### Document excerpt

^^^^^^^^

Sunday, December 11, 2011

Your Brain on Improv

TED Talks
Charles Limb: Your brain on improv
TEDxMidAtlantic, Filmed November 2010; Posted January 2011
Charles Limb, a surgeon who has made many contributions to scholarship on creativity, examines how the brain functions during improvisatory music experiences. Fascinated with sound and music, Limb became a surgeon, which enabled him to combine his two passions, and continue to study the science of sound and how it is processed by the brain. 
His discussion begins with a videoclip of Keith Jarrett, an iconic jazz improv pianist, known for his completely improvised concert performances. Jarrett creates the music as he goes to avoid giving repeat performances that sound alike. His playing is seamless.
After observing Jarrett’s performance, Limb posits a thesis that “artistic creativity is in fact a neurologic product,” and thus, it is a process which can be studied, just as any other complex cognitive process. He also poses two questions in his inquiry, the first of which he also problematizes from a scientific perspective. Limb wonders: Is it possible to study creativity scientifically, without creating a dense study wherein one can no longer hear the music? These “unmusical” studies “miss the whole point of the music.”
The second question which Limb presents is: why should scientists study creativity? Limb concludes that because of the science of innovation, we are able to learn and understand more about how the brain is able to be creative. According to Limb, the plethora of questions that neuroscientists have regarding creativity in the brain far exceed the answers that exist, thus far.
Limb relies on functional MRI to study the active brain, using a process called BOLD imaging, or blood oxygen level imaging. This measures the rate of blood flow which causes an increase in the deoxyhemoglobin concentration in areas of the brain which are active during various creative processes. In the case of Limb’s studies, he uses fMRI to measures brain activity of subjects as they play both memorized and spontaneously generated melodies on a digital MIDI keyboard. Volunteers performed these passages using carefully positioned mirrors to see the piano keyboard, which rested on their legs, while they were inside the scanner. The main goal was for the participants to be playing “real music”, in the most natural type of environment as possible, due to the confinements of the fMRI scanner. An observation of the results from these experiments shows a clear distinction in regions of brain activity involved in practiced versus improvised musical excerpts.
Through the fMRI images produced in both the improvised and memorized musical sessions, Limb was able to target those areas of the brain which are most active during creativity. In addition to areas in the frontal lobe responsible for consciousness, other “multifunctional areas” within the brain, which are responsible for personality features such as introspection, self-reflection, and working memory are also highly active during creativity. It allows one to have fewer inhibitions and more impulsive, thus enabling improvisation and spontaneous generation to occur.  
In further studies conducted by Limb, involving musicians’ trading musical melodies back and forth, such as a jazz musician might do, in a communicative, musical process. Results of this musical communication showed brain activity in regions which correlate to those responsible for expressive communication and language. Thus, Limb’s results display neurological evidence pointing towards the notion that music is a type of language through which human interaction occurs.
Finally, Limb concludes his study of creativity by collecting neurological images of rappers, using the same cycle of memorized material followed by spontaneous creation of freestyle verse. Correspondingly, regions in the brain which are responsible for motor coordination and visual areas are much more active during subjects’ creative output. All of these results indicate an increase in brain function during improvisatory processes. Despite a volume of questions that still remain unanswered for Limb in his search for “creative genius, neurologically,” he is hopeful that with current technologies and innovations, “we’re getting close to being there.”

^^^^^^^^

### Supplied information
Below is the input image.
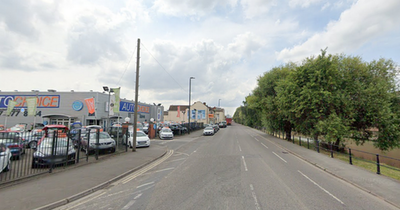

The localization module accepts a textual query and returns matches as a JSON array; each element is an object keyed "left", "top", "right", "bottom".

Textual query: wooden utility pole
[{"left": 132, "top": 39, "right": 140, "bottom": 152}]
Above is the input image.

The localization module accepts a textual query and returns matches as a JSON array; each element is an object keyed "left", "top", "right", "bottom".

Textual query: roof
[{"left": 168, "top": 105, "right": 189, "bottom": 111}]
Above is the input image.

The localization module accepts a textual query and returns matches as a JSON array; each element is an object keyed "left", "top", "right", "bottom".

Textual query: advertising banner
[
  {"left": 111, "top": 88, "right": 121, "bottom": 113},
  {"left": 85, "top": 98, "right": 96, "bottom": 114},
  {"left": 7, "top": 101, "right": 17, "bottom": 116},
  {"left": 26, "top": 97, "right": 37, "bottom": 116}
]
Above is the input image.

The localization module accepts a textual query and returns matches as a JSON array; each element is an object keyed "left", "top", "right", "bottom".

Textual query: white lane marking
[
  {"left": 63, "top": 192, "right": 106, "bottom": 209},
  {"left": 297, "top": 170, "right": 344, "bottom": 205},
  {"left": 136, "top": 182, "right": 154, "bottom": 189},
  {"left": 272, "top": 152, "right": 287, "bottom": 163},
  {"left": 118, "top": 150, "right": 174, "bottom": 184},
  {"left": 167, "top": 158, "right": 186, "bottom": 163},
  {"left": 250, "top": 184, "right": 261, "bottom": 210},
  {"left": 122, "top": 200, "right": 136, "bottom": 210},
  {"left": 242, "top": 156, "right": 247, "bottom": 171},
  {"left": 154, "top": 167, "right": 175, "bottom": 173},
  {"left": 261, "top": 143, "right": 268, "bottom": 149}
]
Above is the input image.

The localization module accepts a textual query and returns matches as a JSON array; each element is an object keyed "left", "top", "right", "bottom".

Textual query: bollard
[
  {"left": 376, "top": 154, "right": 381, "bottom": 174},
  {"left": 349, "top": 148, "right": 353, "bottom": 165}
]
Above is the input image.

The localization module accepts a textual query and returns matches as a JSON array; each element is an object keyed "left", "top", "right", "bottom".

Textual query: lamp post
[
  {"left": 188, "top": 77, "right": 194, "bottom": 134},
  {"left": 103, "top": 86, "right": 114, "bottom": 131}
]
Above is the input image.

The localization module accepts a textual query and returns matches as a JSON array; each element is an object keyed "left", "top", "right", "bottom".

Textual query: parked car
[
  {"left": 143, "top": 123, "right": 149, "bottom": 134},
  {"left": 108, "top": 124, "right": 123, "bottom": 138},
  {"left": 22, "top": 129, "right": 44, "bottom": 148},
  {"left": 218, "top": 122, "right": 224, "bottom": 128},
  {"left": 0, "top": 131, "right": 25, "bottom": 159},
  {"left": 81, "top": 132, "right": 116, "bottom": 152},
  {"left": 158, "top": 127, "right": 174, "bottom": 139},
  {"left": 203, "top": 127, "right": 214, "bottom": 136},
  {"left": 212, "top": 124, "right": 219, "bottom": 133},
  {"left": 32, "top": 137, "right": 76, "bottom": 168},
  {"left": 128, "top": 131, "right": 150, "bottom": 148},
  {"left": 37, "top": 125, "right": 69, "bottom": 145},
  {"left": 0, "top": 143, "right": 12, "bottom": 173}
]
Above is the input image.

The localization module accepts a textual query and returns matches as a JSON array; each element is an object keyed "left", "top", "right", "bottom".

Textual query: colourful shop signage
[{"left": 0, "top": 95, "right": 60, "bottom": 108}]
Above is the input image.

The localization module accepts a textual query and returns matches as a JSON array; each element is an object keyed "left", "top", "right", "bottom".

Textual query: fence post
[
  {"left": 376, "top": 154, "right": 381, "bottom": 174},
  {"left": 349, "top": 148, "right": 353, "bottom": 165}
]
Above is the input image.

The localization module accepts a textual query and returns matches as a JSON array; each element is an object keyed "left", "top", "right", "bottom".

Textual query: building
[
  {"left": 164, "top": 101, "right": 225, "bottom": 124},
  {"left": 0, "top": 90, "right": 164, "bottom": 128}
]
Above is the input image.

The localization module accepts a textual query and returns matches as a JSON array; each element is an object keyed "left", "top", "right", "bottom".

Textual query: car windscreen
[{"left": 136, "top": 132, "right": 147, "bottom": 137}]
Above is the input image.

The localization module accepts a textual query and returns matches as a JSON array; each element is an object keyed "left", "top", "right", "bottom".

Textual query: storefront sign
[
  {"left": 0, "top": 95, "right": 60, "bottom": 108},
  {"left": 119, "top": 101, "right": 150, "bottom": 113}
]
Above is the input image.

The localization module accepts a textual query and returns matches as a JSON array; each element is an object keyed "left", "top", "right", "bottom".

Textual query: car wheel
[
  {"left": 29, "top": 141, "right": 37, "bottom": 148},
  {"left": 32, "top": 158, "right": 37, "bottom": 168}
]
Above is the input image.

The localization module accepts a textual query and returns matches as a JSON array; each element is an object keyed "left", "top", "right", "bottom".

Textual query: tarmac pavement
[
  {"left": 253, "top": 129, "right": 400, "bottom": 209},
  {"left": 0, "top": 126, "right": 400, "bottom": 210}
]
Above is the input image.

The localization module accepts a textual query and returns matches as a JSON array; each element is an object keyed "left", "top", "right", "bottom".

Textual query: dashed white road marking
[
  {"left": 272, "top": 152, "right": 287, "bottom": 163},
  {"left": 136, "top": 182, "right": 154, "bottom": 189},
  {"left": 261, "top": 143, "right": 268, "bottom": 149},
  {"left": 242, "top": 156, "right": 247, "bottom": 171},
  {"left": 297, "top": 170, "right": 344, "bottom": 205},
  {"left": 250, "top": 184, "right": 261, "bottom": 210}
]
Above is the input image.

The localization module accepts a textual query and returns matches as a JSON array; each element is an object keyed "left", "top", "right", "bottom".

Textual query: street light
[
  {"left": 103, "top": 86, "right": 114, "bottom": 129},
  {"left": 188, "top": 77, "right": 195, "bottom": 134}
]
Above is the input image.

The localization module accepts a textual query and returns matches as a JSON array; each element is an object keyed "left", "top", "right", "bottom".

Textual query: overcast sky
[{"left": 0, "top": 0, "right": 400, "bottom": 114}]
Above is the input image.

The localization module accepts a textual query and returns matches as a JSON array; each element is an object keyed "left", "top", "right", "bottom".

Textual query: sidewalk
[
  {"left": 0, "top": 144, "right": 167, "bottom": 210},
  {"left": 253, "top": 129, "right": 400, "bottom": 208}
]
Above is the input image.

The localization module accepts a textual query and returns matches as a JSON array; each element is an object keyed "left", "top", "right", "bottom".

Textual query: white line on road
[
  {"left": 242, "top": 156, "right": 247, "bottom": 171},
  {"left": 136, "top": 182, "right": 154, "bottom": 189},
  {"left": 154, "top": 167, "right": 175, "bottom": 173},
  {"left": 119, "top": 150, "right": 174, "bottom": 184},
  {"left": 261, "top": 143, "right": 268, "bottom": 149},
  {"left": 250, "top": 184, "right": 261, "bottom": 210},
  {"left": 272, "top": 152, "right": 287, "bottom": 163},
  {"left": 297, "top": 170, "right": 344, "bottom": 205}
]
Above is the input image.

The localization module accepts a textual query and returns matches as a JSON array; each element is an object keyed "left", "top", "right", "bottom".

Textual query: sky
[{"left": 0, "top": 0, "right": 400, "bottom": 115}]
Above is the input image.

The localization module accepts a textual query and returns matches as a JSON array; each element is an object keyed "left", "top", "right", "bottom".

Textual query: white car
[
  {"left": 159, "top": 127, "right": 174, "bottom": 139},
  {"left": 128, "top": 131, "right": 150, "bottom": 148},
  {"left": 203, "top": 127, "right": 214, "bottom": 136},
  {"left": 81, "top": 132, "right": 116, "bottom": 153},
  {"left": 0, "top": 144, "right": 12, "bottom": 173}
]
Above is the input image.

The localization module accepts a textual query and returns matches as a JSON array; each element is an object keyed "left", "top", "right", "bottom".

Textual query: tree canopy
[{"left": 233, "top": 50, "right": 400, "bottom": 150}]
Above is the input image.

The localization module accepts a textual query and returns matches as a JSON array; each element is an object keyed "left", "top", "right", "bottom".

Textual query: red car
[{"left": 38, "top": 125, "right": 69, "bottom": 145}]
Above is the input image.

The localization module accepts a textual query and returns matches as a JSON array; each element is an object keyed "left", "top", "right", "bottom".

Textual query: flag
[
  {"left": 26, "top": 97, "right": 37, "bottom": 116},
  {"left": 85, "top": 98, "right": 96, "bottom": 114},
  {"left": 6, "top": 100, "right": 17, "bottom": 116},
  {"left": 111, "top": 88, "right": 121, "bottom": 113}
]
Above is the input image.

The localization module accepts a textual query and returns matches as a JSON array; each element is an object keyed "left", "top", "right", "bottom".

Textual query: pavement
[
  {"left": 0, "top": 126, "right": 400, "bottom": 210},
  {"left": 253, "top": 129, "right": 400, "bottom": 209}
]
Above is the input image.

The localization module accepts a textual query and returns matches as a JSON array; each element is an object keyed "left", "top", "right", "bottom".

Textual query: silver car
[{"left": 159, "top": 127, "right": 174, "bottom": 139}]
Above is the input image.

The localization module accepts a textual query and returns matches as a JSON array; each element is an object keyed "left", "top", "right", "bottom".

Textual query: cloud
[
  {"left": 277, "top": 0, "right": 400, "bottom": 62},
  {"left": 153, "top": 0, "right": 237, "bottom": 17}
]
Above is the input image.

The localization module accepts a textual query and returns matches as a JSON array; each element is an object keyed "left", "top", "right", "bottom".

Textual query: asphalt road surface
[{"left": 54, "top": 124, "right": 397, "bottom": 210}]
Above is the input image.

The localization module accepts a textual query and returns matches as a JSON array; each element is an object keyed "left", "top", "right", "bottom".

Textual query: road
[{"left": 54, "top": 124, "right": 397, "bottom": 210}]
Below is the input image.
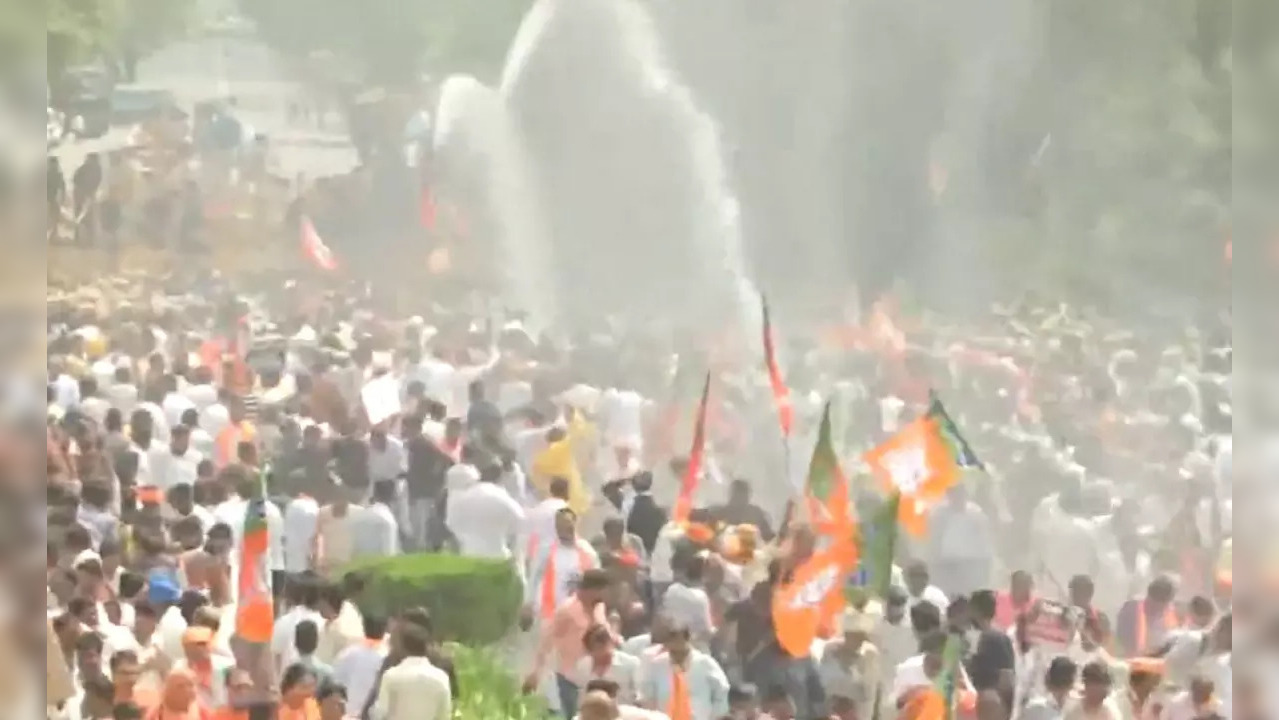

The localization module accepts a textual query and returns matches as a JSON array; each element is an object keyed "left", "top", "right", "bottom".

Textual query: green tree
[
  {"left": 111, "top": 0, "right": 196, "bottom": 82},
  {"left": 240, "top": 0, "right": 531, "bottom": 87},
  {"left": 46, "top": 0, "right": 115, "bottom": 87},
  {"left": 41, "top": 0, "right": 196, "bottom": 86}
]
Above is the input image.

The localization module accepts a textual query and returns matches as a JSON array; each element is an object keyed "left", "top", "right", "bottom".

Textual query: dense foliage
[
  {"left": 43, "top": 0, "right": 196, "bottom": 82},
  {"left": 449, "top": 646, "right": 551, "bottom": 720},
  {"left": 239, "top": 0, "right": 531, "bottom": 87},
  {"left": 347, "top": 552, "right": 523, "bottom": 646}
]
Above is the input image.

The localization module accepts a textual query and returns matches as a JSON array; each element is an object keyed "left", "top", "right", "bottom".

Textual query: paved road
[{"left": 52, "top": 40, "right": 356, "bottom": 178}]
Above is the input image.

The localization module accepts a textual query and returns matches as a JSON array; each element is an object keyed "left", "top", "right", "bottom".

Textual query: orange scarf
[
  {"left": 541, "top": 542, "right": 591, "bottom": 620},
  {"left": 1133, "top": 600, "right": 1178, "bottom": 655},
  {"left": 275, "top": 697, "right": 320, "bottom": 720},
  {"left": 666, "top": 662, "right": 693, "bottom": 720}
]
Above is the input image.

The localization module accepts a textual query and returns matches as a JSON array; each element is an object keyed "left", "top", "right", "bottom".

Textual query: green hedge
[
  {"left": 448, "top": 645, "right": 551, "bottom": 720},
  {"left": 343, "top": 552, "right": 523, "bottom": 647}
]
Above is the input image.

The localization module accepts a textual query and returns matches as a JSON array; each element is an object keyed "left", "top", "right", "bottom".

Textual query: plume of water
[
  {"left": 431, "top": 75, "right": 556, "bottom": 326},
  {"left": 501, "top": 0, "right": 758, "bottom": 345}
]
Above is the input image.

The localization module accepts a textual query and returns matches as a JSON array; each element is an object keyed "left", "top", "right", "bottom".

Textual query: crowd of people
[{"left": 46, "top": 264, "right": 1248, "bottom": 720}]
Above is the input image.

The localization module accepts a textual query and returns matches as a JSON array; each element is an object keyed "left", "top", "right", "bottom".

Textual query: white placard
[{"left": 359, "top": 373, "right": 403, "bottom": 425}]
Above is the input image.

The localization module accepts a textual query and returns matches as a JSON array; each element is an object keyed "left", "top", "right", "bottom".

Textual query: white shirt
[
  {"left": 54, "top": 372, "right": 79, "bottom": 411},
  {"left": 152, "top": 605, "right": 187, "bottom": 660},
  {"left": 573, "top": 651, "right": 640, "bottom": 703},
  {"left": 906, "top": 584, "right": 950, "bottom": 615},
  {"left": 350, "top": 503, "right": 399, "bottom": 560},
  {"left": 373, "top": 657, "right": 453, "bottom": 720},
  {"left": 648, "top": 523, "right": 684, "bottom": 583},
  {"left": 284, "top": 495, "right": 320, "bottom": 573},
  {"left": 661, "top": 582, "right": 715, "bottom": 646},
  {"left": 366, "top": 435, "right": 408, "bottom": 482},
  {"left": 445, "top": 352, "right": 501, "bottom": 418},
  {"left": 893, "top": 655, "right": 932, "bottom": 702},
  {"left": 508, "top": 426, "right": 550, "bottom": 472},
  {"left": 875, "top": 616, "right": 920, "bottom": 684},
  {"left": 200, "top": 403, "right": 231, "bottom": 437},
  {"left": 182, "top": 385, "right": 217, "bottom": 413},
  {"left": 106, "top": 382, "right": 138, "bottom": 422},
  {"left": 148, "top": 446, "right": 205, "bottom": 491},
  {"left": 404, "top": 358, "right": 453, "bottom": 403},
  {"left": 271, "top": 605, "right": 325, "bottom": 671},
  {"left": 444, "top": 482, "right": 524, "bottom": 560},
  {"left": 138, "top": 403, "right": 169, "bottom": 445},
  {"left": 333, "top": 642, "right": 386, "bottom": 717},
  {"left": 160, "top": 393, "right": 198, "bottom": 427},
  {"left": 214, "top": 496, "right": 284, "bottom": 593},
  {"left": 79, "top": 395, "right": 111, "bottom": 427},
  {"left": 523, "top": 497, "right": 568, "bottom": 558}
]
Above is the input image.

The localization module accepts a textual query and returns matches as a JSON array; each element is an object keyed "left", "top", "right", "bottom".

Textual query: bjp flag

^^^^^^^^

### Using the information
a. Using the improv summary, answer each question briefly:
(i) What instrument did volunteers play while inside the scanner?
(ii) Whose video clip opens Limb's discussion?
(iii) Which brain regions were much more active when rappers produced freestyle verse?
b. Please retype the improv summary from "In further studies" to "human interaction occurs.".

### Solutions
a.
(i) A digital MIDI keyboard
(ii) Keith Jarrett's
(iii) Regions responsible for motor coordination, and visual areas

b.
In further studies conducted by Limb, involving musicians’ trading musical melodies back and forth, such as a jazz musician might do, in a communicative, musical process. Results of this musical communication showed brain activity in regions which correlate to those responsible for expressive communication and language. Thus, Limb’s results display neurological evidence pointing towards the notion that music is a type of language through which human interaction occurs.